**Do this:** Reproduce every line of the items below word for word, omitting the pictures.

Bounding box annotation entries

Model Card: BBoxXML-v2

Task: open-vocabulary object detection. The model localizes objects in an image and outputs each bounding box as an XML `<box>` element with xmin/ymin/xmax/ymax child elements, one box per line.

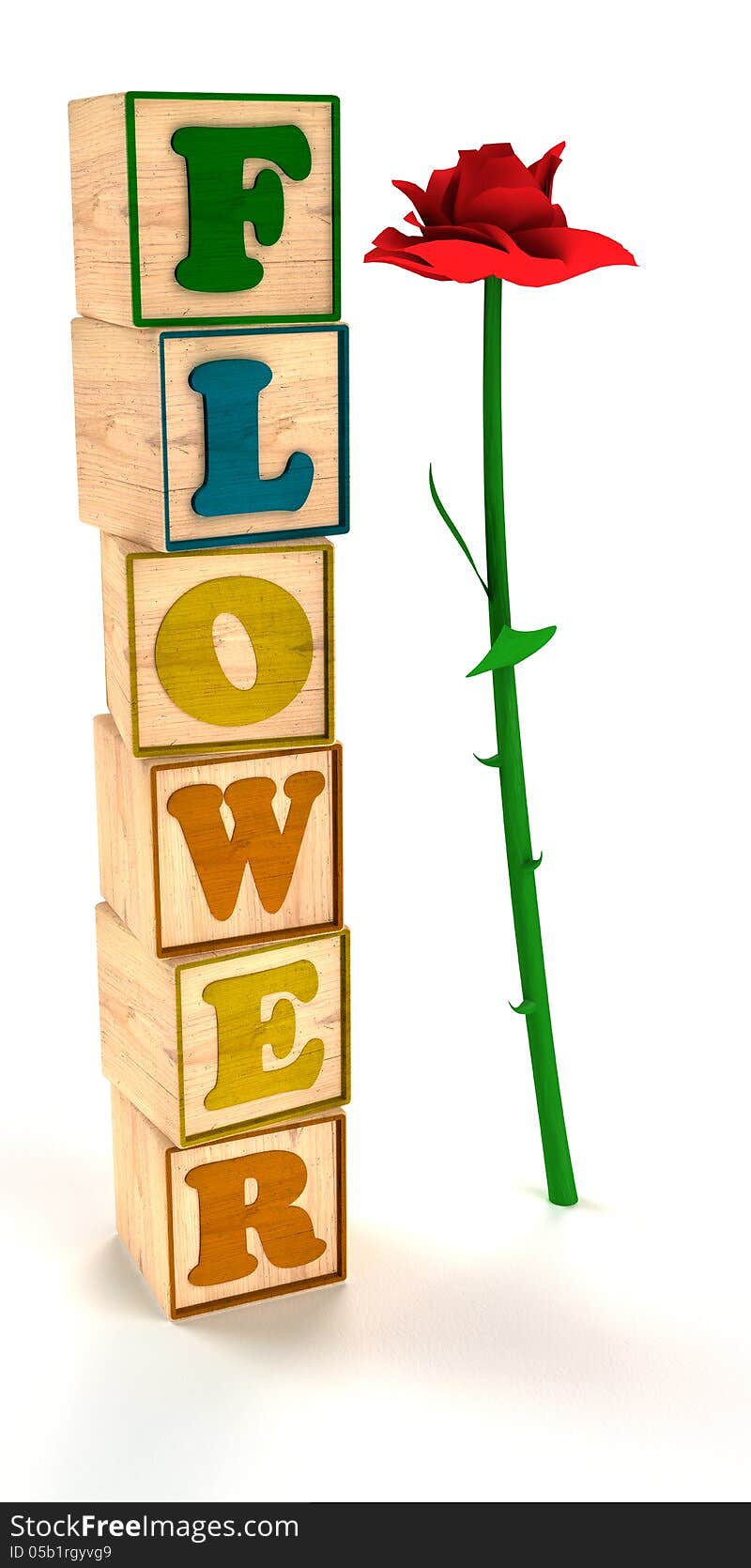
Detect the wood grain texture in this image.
<box><xmin>102</xmin><ymin>534</ymin><xmax>334</xmax><ymax>756</ymax></box>
<box><xmin>163</xmin><ymin>326</ymin><xmax>346</xmax><ymax>547</ymax></box>
<box><xmin>94</xmin><ymin>715</ymin><xmax>342</xmax><ymax>957</ymax></box>
<box><xmin>112</xmin><ymin>1088</ymin><xmax>173</xmax><ymax>1317</ymax></box>
<box><xmin>98</xmin><ymin>903</ymin><xmax>349</xmax><ymax>1147</ymax></box>
<box><xmin>113</xmin><ymin>1090</ymin><xmax>346</xmax><ymax>1318</ymax></box>
<box><xmin>68</xmin><ymin>93</ymin><xmax>133</xmax><ymax>326</ymax></box>
<box><xmin>69</xmin><ymin>93</ymin><xmax>339</xmax><ymax>326</ymax></box>
<box><xmin>70</xmin><ymin>320</ymin><xmax>164</xmax><ymax>550</ymax></box>
<box><xmin>70</xmin><ymin>320</ymin><xmax>348</xmax><ymax>550</ymax></box>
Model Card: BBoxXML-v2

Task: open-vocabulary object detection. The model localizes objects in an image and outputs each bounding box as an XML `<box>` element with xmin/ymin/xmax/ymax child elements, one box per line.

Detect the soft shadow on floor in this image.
<box><xmin>80</xmin><ymin>1206</ymin><xmax>751</xmax><ymax>1419</ymax></box>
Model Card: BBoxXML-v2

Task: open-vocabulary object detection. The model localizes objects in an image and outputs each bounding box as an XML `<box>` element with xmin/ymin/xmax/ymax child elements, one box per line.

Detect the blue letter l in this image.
<box><xmin>188</xmin><ymin>359</ymin><xmax>314</xmax><ymax>517</ymax></box>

**Solution:**
Model Card: BBoxXML-v2

Task: open-vocabulary object detection. The model localizes objects in an image and outputs each bounding box as an XML `<box>` element with xmin/ymin/xmax/ymax child elements, one box per line.

Detect the wood grain texture in this image.
<box><xmin>102</xmin><ymin>534</ymin><xmax>334</xmax><ymax>756</ymax></box>
<box><xmin>163</xmin><ymin>326</ymin><xmax>346</xmax><ymax>547</ymax></box>
<box><xmin>94</xmin><ymin>715</ymin><xmax>342</xmax><ymax>957</ymax></box>
<box><xmin>112</xmin><ymin>1088</ymin><xmax>173</xmax><ymax>1317</ymax></box>
<box><xmin>98</xmin><ymin>903</ymin><xmax>349</xmax><ymax>1147</ymax></box>
<box><xmin>113</xmin><ymin>1090</ymin><xmax>346</xmax><ymax>1318</ymax></box>
<box><xmin>68</xmin><ymin>93</ymin><xmax>133</xmax><ymax>326</ymax></box>
<box><xmin>69</xmin><ymin>93</ymin><xmax>339</xmax><ymax>326</ymax></box>
<box><xmin>70</xmin><ymin>320</ymin><xmax>164</xmax><ymax>550</ymax></box>
<box><xmin>70</xmin><ymin>320</ymin><xmax>348</xmax><ymax>550</ymax></box>
Model Card: BBoxXML-v2

Task: open-vocabulary object detection. The model localizes objects in an image and outputs each bounding box as an XML `<box>` element with xmin/ymin/xmax/ymax child elements, one box per line.

Detect the soft shadow on floor in this image.
<box><xmin>80</xmin><ymin>1206</ymin><xmax>751</xmax><ymax>1419</ymax></box>
Model Card: BBoxXML-v2

Task: open-vocabulary object detection. The model localizes objects in an image and outputs each bounding box as an XML `<box>` element with xmin/ymin/xmax/ymax child elements, one box per line.

Detect the blue letter l in this image.
<box><xmin>188</xmin><ymin>359</ymin><xmax>314</xmax><ymax>517</ymax></box>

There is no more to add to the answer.